(Coordinate annotation entries)
* * * * * * * * *

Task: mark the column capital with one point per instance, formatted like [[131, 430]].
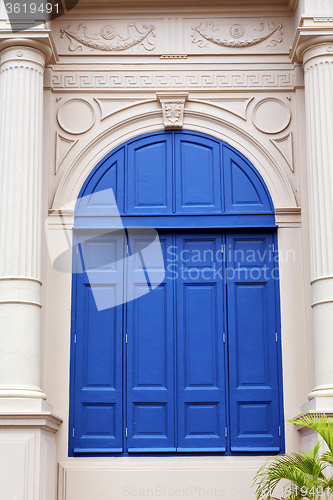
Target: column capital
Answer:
[[312, 33], [41, 41]]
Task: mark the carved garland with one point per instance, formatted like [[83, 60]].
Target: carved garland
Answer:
[[134, 38]]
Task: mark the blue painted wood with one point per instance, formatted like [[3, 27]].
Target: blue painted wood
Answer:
[[253, 351], [98, 367], [150, 355], [200, 352], [181, 221]]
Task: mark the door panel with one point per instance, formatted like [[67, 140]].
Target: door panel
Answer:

* * * * * * * * *

Exercise details: Can you copy the material word for word, beginning at the line containing "Task: mark the door" and continuing to its final line?

Correct output:
Task: mark the door panel with one point per instance, formatted like [[67, 140]].
Target: door panel
Answer:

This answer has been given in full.